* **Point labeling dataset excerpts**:

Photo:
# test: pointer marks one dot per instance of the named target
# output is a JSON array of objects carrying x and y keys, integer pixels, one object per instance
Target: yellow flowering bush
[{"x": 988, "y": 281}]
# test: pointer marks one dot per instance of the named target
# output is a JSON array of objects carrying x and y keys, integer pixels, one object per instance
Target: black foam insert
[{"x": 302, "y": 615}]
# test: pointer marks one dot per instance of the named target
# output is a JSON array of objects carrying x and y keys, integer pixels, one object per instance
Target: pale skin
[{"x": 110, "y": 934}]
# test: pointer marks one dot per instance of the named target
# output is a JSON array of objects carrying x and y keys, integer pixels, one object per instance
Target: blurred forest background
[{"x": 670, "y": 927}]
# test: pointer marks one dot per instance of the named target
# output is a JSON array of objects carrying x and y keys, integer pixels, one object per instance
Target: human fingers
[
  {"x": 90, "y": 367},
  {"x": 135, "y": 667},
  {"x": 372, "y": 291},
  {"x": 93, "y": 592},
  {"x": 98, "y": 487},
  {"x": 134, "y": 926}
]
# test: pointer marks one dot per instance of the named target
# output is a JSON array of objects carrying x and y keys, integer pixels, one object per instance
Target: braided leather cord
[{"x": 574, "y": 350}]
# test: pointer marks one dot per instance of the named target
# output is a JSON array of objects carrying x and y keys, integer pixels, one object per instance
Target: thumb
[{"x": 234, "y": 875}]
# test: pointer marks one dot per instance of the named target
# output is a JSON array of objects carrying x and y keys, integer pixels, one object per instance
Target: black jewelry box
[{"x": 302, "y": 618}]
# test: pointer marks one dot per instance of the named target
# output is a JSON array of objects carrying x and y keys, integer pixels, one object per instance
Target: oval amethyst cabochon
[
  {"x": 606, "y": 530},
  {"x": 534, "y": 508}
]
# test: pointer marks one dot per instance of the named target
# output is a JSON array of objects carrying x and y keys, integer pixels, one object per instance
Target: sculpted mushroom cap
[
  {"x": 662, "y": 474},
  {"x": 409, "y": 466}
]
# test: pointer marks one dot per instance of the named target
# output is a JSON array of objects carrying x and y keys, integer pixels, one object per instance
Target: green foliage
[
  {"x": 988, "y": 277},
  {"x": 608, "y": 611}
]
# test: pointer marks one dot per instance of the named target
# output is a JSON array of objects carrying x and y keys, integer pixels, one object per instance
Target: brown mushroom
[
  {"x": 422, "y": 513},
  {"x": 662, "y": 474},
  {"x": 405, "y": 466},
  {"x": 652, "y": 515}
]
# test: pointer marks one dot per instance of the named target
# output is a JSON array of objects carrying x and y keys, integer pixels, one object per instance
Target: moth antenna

* **OBJECTIVE**:
Repeat the entries exactly, all of them.

* **WRITTEN ANSWER**:
Photo:
# test: pointer marks one dot per instance of the named target
# output is a JSON array of objects carrying x and y keys, integer pixels, one object per instance
Target: yellow flowering bush
[{"x": 988, "y": 281}]
# test: pointer marks one dot per instance of the named target
# output is a JSON array of objects carrying x and y keys, integer pixels, one object per instance
Target: black foam insert
[{"x": 302, "y": 615}]
# test: pointer marks one dot per instance of the named target
# output is a JSON array of objects carrying x and y keys, integer pixels, one object per instance
Target: pale skin
[{"x": 110, "y": 934}]
# test: pointer marks one dot per instance of the named target
# output is a JSON array of objects carrying x and y keys, integer pixels, one object per instance
Target: blurred forest background
[{"x": 670, "y": 927}]
# test: pointer marks one dot per instance of the named target
# output is a JSON array of objects carrying x and y keys, integer pixels, one object per instance
Target: human fingers
[
  {"x": 90, "y": 367},
  {"x": 135, "y": 667},
  {"x": 372, "y": 291},
  {"x": 93, "y": 592},
  {"x": 98, "y": 487},
  {"x": 134, "y": 926}
]
# test: pointer marks one dot per instance of the named target
# output is a JSON array of objects carrying x and y keys, integer pixels, one object per instance
Target: braided leather cord
[{"x": 574, "y": 350}]
# test: pointer marks one dot per instance of the named target
# output is a JSON array of objects carrying x and y keys, integer pixels, one object per instance
Target: thumb
[{"x": 234, "y": 875}]
# test: pointer marks one dot per instance of the named target
# output is a JSON array of objects carrying x and y keys, integer pixels, one object per instance
Target: black jewelry box
[{"x": 302, "y": 618}]
# test: pointer marks one dot per instance of the named target
# output is a JSON array of objects carrying x and y keys, integer pixels, one object per instance
Target: oval amethyst cabochon
[
  {"x": 606, "y": 530},
  {"x": 534, "y": 508}
]
# test: pointer marks one dot per instance of the named target
# output is a JSON array of objects carrying x and y keys, integer pixels, one object per instance
Target: sculpted mushroom cap
[
  {"x": 662, "y": 474},
  {"x": 409, "y": 466}
]
# test: pointer marks one dot per instance of the named target
# output is a JSON array of objects carrying x and y keys, integer pixels, one object per instance
Target: green foliage
[
  {"x": 988, "y": 277},
  {"x": 608, "y": 611}
]
# test: pointer marks one dot per instance of the named target
# output is a JSON array of objects carrying x and y keys, integer pixels, one object per instance
Target: brown mushroom
[
  {"x": 422, "y": 513},
  {"x": 662, "y": 474},
  {"x": 405, "y": 466},
  {"x": 652, "y": 515}
]
# test: pointer marks one dot per instance of the named target
# output is a JSON array of objects carrying x and y keys, integer pixels, one object per instance
Target: moth antenna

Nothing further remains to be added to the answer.